TO DO: Copy out every one of the lines below without changing a single character, and keep each line break where it falls.

----

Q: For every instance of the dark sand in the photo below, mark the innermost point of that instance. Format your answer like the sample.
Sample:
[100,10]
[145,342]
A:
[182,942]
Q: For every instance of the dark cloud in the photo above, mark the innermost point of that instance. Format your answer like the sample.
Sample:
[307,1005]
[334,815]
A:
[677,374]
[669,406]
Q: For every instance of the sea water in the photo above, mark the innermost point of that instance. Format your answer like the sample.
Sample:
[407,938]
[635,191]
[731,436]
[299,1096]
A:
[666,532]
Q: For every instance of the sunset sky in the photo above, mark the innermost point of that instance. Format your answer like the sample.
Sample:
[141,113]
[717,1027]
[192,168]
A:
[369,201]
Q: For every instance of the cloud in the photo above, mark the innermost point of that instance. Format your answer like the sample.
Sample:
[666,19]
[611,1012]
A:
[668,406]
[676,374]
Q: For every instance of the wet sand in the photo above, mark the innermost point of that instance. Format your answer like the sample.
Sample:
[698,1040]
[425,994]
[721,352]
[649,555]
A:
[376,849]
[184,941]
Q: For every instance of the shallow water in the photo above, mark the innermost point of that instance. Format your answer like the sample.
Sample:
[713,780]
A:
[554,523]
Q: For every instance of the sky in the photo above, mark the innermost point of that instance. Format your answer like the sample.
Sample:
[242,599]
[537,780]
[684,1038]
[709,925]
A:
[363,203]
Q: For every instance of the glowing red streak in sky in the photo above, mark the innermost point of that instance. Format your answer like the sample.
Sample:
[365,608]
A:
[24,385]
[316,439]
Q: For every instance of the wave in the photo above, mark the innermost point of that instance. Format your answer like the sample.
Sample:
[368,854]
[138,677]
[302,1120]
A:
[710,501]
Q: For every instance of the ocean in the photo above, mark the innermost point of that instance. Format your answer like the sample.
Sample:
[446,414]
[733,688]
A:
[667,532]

----

OUTPUT:
Q: For every instance of the dark sand in the photo below, mark the innermost point of that instance. Format your answer like the sample.
Sample:
[100,10]
[145,342]
A:
[182,942]
Q: For every instance of the dark cloud in the photo above, mark the innermost point of that instance. Format your answer like the sample.
Sample:
[307,1005]
[334,815]
A:
[677,374]
[669,406]
Q: For every instance of the sea water in the photo above, mark the innermost point of that instance. Format your answer like the sample.
Sample:
[407,938]
[635,191]
[731,436]
[299,1096]
A:
[666,532]
Q: For every instance of the sunset sky in the photo above, mark the innermost point of that instance. Format your answer like the sample.
Sample:
[141,113]
[717,1027]
[192,168]
A:
[369,201]
Q: For every instance of the cloud in the photo above, mark the innermost point of that instance. Format your answer like the sample.
Sample:
[666,19]
[611,1012]
A:
[668,406]
[676,374]
Q: For every instance of the wet sand in the photo above, mark the innermost point of that instance. Format your answer like the sample.
Sample:
[698,1040]
[425,994]
[721,352]
[649,555]
A:
[376,849]
[184,941]
Q: For every instance of the shallow water in the photo above, mark the innermost point of that instance. Format your answer like the sample.
Sample:
[713,780]
A:
[554,523]
Q: For every instance of the sky in the photo above, mark the innermost point of that instance. Format your answer like the sample.
Sample:
[242,599]
[537,780]
[684,1038]
[709,925]
A:
[363,203]
Q: For every instance of the glowing red streak in sky in the photo above, mark the innermost point of that instance. Format your answer like the sample.
Sample:
[365,608]
A:
[24,385]
[316,439]
Q: For every instance of the wave in the photo above, mark the innermost point of that instance. Format your answer like the sample.
Sample:
[368,854]
[138,677]
[302,1120]
A:
[710,501]
Q: For every instance of the ocean in the photo above, mark the innermost point of that instance. Format your answer like the sample.
Sample:
[446,414]
[733,688]
A:
[667,532]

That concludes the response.